Second Sunday Series — Editor’s Note: This is the eighth of 12 columns focused on reader questions, appearing over 12 months — one on each second Sunday, from September through August. Previous questions followed these themes: Stay or leave a job during COVID-19; navigating age issues during job search; how much to reveal in an interview; COVID-19 résumé strategies; finding work after long-term unemployment; salary concerns; turning an internship into permanent work; and customer service résumés.
As a response to the confusing and upended job market, I’m devoting a year of “second Sundays” to job seeker questions. This month, I’m focusing on a reader who wants to apply for a job whose qualifications she doesn’t meet — see what you think.
The situation — This job seeker has years of experience, but not in the work she plans to do next. As a high school math and statistics teacher, she loves numbers and making difficult concepts easier to grasp. But she’s not excited about the classroom anymore, so she has been looking at job postings to learn more about new career ideas. One in particular has caught her eye: actuarial associate for an insurance firm. Unfortunately, she doesn’t meet the minimum qualifications. On the other hand, in reading the duties, she feels confident she could learn the job. Should she apply?
Advice — Well, maybe she should and maybe she shouldn’t. This is seldom a one-size-fits-all circumstance, and it can take some analysis to make a strategic decision. To start, there are some questions a candidate in this situation needs to answer, which might take research. For example:
• Is it a licensed position? If so, then applying without the license is a non-starter. But if the missing requirement is a particular degree, then it’s possible the employer would consider alternative training or experience.

§ **Material supplied**
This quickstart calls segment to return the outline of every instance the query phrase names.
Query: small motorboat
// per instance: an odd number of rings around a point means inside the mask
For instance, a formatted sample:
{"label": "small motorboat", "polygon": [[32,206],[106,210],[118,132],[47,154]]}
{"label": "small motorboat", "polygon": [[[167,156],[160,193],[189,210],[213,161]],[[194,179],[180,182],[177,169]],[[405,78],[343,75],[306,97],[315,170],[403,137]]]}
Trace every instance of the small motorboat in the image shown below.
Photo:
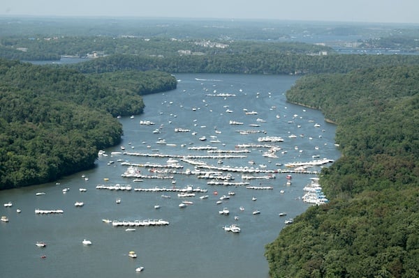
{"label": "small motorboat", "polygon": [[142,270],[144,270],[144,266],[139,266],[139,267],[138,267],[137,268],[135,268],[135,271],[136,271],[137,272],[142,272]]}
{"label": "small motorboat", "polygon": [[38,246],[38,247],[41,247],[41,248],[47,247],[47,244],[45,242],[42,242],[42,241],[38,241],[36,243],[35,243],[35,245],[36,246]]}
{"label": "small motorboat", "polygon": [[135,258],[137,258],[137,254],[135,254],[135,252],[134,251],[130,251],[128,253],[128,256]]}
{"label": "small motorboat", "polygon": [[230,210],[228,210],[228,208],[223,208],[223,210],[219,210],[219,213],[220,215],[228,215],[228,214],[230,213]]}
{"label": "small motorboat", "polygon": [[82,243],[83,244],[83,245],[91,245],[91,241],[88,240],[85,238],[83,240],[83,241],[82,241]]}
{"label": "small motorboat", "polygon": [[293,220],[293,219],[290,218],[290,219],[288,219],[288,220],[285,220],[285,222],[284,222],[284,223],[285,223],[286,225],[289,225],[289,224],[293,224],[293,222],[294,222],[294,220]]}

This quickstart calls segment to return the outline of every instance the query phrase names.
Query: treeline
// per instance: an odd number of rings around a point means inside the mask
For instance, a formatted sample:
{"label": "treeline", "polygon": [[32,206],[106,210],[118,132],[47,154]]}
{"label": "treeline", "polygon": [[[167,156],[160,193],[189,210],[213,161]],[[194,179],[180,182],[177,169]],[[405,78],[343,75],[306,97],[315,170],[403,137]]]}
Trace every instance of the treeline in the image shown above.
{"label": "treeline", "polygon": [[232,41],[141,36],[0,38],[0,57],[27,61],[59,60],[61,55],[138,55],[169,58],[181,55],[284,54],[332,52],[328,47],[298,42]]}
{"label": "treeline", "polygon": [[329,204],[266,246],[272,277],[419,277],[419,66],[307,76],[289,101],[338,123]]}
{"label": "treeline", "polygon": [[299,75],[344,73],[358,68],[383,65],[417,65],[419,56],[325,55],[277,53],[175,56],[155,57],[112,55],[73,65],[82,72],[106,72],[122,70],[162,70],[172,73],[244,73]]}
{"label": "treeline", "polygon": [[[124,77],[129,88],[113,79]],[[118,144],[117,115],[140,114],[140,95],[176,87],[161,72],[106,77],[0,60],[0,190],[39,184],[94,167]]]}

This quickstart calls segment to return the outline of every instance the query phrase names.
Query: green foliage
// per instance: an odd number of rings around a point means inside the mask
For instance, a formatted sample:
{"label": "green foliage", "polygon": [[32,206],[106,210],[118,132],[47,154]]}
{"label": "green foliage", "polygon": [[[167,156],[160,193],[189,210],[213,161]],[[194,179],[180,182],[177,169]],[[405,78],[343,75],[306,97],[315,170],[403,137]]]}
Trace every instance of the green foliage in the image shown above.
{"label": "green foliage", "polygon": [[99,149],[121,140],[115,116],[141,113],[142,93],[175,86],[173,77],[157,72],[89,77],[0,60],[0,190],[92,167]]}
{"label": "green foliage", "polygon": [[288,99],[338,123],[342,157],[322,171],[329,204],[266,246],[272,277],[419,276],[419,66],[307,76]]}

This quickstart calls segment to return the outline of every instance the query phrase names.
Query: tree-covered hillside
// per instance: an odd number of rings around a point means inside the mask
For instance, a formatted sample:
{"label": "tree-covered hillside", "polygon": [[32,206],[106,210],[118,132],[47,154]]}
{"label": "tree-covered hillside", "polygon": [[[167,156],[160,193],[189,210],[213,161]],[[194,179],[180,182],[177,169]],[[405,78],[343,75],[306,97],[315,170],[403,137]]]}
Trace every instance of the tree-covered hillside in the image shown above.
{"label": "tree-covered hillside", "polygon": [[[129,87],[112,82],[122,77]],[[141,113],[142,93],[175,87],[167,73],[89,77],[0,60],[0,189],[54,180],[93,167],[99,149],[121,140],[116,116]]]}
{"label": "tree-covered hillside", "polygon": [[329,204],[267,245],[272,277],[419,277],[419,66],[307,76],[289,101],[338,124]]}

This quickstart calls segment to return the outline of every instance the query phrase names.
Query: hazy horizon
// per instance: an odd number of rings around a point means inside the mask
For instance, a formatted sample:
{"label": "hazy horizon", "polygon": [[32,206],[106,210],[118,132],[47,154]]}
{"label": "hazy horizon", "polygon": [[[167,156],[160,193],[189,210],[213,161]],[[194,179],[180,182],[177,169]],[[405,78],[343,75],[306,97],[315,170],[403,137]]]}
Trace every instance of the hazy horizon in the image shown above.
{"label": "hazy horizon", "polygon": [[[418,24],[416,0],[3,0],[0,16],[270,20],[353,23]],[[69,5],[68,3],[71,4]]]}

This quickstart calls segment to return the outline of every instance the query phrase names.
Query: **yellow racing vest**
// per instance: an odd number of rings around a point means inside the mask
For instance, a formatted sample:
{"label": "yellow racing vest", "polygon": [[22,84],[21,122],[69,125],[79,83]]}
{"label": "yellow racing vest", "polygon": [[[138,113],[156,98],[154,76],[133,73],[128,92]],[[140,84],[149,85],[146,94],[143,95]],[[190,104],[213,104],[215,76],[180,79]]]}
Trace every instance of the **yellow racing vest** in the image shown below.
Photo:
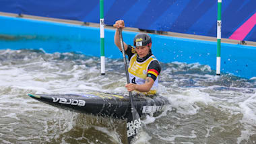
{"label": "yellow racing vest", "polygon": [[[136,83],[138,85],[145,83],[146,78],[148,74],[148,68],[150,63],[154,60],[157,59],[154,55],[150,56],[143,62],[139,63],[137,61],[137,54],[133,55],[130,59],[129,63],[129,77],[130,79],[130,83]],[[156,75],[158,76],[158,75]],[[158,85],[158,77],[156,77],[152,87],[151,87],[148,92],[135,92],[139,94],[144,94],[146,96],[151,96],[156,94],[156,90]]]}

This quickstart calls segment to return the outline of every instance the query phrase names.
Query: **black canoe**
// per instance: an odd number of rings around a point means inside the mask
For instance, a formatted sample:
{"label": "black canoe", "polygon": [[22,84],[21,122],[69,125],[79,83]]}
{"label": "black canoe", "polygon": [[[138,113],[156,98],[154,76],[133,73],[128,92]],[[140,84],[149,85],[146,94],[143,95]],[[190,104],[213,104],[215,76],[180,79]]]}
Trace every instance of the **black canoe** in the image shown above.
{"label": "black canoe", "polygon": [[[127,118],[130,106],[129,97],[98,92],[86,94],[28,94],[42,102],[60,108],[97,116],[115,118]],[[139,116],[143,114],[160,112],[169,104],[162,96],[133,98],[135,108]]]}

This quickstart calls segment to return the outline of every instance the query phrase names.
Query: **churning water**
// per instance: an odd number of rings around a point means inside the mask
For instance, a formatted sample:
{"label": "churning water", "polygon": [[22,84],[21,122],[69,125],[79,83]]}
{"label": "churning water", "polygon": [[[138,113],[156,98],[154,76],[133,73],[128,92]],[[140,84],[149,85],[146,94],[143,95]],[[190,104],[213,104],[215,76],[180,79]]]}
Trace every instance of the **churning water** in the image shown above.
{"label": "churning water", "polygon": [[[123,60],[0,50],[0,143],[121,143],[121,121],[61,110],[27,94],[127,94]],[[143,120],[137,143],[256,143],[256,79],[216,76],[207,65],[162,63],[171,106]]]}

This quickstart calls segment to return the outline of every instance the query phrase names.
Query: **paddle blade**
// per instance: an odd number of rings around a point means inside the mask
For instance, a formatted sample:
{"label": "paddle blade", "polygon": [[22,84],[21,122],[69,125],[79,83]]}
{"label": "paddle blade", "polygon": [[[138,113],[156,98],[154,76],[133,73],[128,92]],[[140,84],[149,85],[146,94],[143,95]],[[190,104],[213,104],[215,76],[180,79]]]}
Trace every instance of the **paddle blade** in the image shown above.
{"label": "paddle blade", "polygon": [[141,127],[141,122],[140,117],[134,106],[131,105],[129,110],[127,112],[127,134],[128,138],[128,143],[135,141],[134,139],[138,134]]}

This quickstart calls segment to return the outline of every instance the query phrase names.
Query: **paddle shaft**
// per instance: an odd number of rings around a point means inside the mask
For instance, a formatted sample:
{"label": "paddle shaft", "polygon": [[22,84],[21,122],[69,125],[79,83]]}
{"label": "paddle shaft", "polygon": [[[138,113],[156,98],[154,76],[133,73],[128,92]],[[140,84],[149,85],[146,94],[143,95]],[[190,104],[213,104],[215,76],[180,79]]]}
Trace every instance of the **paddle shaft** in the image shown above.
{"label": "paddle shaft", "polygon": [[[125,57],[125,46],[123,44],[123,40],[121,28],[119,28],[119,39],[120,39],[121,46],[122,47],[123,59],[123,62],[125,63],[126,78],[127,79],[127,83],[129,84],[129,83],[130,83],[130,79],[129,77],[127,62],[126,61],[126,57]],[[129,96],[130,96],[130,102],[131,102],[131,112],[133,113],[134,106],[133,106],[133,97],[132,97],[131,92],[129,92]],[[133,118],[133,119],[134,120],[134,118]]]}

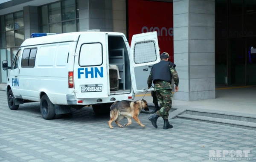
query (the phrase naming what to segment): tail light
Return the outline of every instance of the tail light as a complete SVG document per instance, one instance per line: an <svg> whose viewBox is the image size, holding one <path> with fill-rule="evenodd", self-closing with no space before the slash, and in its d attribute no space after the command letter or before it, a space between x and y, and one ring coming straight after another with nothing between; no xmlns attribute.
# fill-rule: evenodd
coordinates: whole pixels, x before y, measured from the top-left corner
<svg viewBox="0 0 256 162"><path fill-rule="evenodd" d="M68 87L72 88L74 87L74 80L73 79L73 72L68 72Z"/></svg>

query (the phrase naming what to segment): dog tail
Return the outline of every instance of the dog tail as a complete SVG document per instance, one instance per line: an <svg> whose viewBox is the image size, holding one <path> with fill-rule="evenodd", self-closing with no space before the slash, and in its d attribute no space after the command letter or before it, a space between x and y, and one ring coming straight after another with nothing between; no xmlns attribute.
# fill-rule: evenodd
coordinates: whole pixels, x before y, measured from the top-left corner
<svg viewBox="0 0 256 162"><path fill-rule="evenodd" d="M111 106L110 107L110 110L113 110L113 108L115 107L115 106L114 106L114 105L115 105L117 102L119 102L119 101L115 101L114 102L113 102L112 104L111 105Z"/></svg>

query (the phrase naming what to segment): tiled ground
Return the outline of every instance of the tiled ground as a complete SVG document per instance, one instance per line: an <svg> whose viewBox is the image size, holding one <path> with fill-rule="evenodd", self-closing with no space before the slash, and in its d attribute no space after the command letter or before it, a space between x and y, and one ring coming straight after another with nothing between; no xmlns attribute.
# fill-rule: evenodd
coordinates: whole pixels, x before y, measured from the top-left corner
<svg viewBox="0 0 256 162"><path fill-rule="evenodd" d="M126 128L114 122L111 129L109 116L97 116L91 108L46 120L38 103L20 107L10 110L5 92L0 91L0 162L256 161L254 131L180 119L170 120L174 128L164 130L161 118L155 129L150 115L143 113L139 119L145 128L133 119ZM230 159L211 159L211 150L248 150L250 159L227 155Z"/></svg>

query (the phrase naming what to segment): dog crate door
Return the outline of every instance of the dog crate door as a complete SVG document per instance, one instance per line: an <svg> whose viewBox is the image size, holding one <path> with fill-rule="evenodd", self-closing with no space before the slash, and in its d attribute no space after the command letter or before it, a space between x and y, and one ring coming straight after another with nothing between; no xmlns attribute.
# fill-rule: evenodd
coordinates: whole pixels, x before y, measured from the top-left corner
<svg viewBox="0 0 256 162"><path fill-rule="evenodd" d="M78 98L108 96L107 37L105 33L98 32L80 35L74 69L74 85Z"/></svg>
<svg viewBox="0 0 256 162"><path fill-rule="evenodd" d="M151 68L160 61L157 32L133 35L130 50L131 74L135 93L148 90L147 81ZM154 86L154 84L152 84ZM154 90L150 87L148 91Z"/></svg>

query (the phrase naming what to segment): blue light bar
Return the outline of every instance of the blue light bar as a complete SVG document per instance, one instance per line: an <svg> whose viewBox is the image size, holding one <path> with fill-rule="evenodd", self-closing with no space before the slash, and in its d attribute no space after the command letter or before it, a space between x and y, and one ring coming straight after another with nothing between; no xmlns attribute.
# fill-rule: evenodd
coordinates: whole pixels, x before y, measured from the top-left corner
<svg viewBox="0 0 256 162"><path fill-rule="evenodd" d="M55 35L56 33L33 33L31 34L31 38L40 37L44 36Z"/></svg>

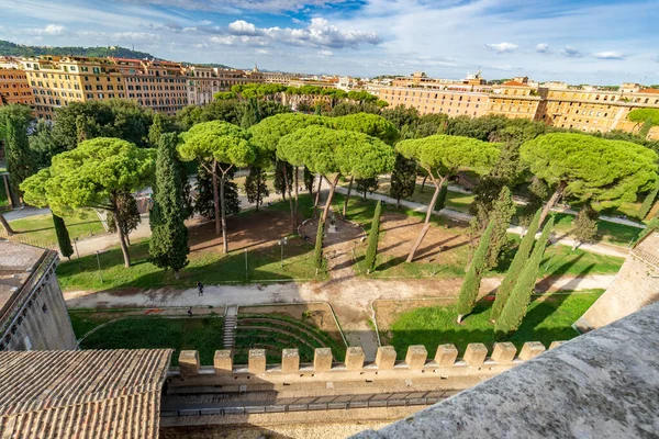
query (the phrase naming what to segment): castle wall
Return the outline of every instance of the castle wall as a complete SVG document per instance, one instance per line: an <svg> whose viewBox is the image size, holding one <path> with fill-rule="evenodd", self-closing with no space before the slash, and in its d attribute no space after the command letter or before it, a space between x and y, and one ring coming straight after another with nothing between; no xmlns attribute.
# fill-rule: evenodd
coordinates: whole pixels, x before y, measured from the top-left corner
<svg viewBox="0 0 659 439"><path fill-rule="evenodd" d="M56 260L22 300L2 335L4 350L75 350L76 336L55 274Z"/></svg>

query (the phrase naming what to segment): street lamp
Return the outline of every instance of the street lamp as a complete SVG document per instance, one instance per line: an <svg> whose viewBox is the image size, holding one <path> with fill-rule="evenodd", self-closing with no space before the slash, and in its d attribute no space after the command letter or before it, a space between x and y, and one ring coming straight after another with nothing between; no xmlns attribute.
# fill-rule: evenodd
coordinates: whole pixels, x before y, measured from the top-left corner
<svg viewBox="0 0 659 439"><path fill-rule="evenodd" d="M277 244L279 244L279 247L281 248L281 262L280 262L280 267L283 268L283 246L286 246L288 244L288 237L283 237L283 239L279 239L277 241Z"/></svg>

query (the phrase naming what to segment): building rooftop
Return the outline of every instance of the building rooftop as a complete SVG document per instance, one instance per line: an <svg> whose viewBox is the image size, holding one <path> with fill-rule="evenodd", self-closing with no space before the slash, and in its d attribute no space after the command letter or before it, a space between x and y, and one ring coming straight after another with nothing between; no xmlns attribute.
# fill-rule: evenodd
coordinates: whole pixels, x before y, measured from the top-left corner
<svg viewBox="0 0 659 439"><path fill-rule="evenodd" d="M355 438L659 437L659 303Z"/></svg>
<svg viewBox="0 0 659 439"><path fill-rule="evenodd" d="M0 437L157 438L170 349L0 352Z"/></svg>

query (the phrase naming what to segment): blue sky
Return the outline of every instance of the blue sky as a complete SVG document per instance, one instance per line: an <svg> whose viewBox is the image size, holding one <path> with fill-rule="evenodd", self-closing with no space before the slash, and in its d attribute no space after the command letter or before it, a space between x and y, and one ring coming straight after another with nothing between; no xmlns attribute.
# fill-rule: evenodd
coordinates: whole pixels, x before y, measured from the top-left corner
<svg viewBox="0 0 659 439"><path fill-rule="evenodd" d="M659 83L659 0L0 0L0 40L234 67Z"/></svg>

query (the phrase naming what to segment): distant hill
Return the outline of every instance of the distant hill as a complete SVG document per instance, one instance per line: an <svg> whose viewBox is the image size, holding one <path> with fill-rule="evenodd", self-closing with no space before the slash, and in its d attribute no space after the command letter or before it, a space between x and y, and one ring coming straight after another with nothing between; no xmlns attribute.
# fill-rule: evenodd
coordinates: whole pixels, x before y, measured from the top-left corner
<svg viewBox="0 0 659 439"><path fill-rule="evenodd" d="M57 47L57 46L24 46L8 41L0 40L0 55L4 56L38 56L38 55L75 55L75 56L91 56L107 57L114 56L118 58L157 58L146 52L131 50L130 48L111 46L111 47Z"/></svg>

§ **The task**
Reproduce the job-seeker column in full, word for word. The rows have no connection to the job-seeker column.

§ **Solution to the problem**
Second Sunday Series — Editor’s Note: This is the eighth of 12 columns focused on reader questions, appearing over 12 months — one on each second Sunday, from September through August. Previous questions followed these themes: Stay or leave a job during COVID-19; navigating age issues during job search; how much to reveal in an interview; COVID-19 résumé strategies; finding work after long-term unemployment; salary concerns; turning an internship into permanent work; and customer service résumés.
As a response to the confusing and upended job market, I’m devoting a year of “second Sundays” to job seeker questions. This month, I’m focusing on a reader who wants to apply for a job whose qualifications she doesn’t meet — see what you think.
The situation — This job seeker has years of experience, but not in the work she plans to do next. As a high school math and statistics teacher, she loves numbers and making difficult concepts easier to grasp. But she’s not excited about the classroom anymore, so she has been looking at job postings to learn more about new career ideas. One in particular has caught her eye: actuarial associate for an insurance firm. Unfortunately, she doesn’t meet the minimum qualifications. On the other hand, in reading the duties, she feels confident she could learn the job. Should she apply?
Advice — Well, maybe she should and maybe she shouldn’t. This is seldom a one-size-fits-all circumstance, and it can take some analysis to make a strategic decision. To start, there are some questions a candidate in this situation needs to answer, which might take research. For example:
• Is it a licensed position? If so, then applying without the license is a non-starter. But if the missing requirement is a particular degree, then it’s possible the employer would consider alternative training or experience.